I guess the residents with the technical skills do to it have already upgraded from their MSO5000s, but to prepare a well-written technical 'white paper' of observations, ideas and recommendations and send it to their HQ in China.  For sure there will be well-qualified staff there able to read it.

Does the HDO1000 look better polished at first impressions?

Fungus:
Maybe there's only one team and as soon as a piece of hardware is released they all get moved on to the next one. No sitting around and fiddling with the existing one.


--- Quote from: Anding on October 31, 2022, 01:41:39 pm ---Does the HDO1000 look better polished at first impressions?

--- End quote ---

I haven't seen a full review of it yet but I saw a few things that looked very polished in Dave's video of the HDO4000 and the manuals for the HDO1000 and HDO4000 show mostly the same functionality.

2N3055:

--- Quote from: Fungus on October 31, 2022, 11:39:11 am ---The weird thing is their colormap mode works great.



You'd think they could do hires mode similarly - apply the channel's color instead of a color gradient and allow the user to dial a threshold value to discard the low intensity pixels.

--- End quote ---

One cannot just discard low intensity signal (in this case low repetition rate values) and call it a day. Making trace artificially thinner by discarding pixels at random is not how it works.
Or should I say it would if scope would be like CRT, lookie at the wiggles. Signal has to be processed in mathematically correct and documented way so what is left is usable for further measurements.

I'm not sure if that color grading is great either, I can't see sensitivity settings. On really low noise scopes, on clean sinusoidal signals, line is one pixel thin. Actually if you enable color grading, you only single color most of the time. You actually see some gradients only when signal is unstable or noisy.

Fungus:

--- Quote from: 2N3055 on October 31, 2022, 02:14:54 pm ---One cannot just discard low intensity signal (in this case low repetition rate values) and call it a day.

--- End quote ---

Sure you can.

Analog 'scopes do it all the time.

2N3055:

--- Quote from: Fungus on October 31, 2022, 02:54:51 pm ---
--- Quote from: 2N3055 on October 31, 2022, 02:14:54 pm ---One cannot just discard low intensity signal (in this case low repetition rate values) and call it a day.

--- End quote ---

Sure you can.

Analog 'scopes do it all the time.

--- End quote ---

Sure you can. You can do whatever you want. It doesn't make it right.
I'm happy Rigol knows better. Now this scope has some noise. But is generally made to the rules of the trade. They don't cheat or destroy data.

It is irrelevant what CRT scopes do. CRT scopes don't hide anything. They behave up to strict rules of phosphor persistence and sensitivity of phosphorus used in screen, combined with tube characteristics and signals applied. It is very mathematically pure and predictable.. There are long persistence CRTs that will show same thing as good DSO with same persistence length. But they are annoying for general use.

Digital scopes have measurements, FFT, and people use them as acquisition hardware where they capture signal and then analyse it later on PC.
They abide by different rules to CRT scopes. They are based on different principles and have to abide by them to be proper measurement machines.

Otherwise we have scope art. Nice to look at, but useless for anything more that just confirming there is some changing signal at the place we stuck the probe.

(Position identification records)
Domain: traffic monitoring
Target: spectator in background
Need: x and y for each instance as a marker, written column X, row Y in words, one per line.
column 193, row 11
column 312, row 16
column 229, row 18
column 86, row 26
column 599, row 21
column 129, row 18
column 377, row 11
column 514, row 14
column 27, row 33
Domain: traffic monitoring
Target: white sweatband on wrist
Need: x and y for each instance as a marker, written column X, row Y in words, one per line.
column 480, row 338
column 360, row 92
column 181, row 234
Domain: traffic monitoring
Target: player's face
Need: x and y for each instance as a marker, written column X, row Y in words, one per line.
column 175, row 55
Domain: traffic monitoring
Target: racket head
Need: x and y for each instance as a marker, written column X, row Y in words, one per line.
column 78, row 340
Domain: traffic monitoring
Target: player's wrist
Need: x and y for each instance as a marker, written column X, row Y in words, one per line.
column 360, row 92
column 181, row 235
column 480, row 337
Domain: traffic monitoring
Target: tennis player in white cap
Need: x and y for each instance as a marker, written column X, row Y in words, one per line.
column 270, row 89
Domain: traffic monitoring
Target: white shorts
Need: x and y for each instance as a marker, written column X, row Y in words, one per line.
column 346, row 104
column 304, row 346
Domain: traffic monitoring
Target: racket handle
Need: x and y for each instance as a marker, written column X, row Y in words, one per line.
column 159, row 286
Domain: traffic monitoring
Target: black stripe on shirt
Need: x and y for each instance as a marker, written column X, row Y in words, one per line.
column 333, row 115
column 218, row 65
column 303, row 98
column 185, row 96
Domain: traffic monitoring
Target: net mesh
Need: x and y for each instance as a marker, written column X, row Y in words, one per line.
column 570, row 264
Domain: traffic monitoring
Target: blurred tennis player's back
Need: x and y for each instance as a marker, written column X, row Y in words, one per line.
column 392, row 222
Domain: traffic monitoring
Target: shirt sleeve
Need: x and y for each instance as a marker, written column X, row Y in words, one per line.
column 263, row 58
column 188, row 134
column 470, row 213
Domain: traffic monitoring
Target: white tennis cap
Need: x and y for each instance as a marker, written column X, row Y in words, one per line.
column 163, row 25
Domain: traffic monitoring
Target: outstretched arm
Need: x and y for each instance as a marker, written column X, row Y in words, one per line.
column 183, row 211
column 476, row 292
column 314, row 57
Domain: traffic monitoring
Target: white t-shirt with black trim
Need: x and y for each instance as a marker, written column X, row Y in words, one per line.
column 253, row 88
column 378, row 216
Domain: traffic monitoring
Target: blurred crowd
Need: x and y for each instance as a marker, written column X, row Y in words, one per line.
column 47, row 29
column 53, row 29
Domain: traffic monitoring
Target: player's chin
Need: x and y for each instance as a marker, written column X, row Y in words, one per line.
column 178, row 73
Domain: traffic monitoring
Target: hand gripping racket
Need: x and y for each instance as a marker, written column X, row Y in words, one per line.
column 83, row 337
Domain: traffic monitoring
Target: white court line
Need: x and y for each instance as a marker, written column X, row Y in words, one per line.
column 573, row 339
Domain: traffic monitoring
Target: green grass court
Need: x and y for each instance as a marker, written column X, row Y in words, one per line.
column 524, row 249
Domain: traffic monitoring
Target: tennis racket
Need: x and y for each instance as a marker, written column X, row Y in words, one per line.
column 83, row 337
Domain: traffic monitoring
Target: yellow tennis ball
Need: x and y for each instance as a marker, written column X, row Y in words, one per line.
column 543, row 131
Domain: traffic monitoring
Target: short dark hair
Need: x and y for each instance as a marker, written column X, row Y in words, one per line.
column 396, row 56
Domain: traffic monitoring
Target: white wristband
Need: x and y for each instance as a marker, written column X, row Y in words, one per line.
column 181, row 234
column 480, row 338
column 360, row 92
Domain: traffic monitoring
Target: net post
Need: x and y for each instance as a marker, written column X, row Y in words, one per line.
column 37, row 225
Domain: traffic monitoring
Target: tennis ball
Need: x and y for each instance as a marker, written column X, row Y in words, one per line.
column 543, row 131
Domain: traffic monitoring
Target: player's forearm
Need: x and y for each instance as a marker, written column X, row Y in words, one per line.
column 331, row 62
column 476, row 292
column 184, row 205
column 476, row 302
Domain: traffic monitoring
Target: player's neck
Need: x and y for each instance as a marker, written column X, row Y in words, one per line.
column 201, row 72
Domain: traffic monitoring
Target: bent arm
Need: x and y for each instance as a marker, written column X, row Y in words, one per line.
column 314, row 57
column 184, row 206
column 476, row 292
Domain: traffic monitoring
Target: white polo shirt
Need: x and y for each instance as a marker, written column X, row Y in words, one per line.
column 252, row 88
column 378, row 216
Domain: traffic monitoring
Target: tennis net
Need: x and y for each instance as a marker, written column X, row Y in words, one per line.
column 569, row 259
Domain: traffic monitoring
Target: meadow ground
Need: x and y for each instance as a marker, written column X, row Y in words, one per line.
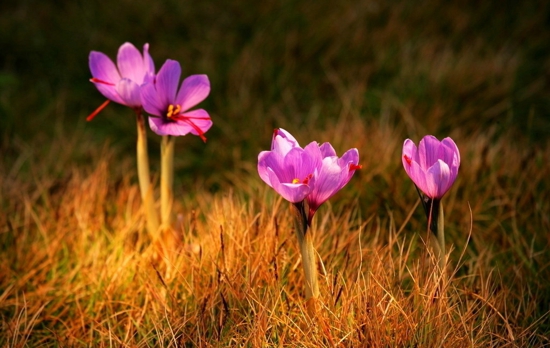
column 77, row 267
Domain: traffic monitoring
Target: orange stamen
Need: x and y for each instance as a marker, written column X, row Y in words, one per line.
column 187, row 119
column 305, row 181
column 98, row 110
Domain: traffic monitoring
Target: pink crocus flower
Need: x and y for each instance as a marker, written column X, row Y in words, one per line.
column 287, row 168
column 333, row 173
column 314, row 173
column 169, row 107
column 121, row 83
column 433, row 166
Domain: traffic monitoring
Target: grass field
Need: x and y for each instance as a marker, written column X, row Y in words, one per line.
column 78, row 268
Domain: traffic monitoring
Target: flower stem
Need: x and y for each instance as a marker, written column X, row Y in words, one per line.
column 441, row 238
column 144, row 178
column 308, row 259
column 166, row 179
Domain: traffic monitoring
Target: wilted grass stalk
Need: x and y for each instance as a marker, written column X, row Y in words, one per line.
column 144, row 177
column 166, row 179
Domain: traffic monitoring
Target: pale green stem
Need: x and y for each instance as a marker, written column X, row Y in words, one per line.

The tasks -
[A] In the oscilloscope discussion, whose video of the HDO4000 is mentioned?
[B] Copy everything in the oscilloscope discussion from "Or should I" down to "for further measurements.".

Answers to the problems -
[A] Dave's video.

[B]
Or should I say it would if scope would be like CRT, lookie at the wiggles. Signal has to be processed in mathematically correct and documented way so what is left is usable for further measurements.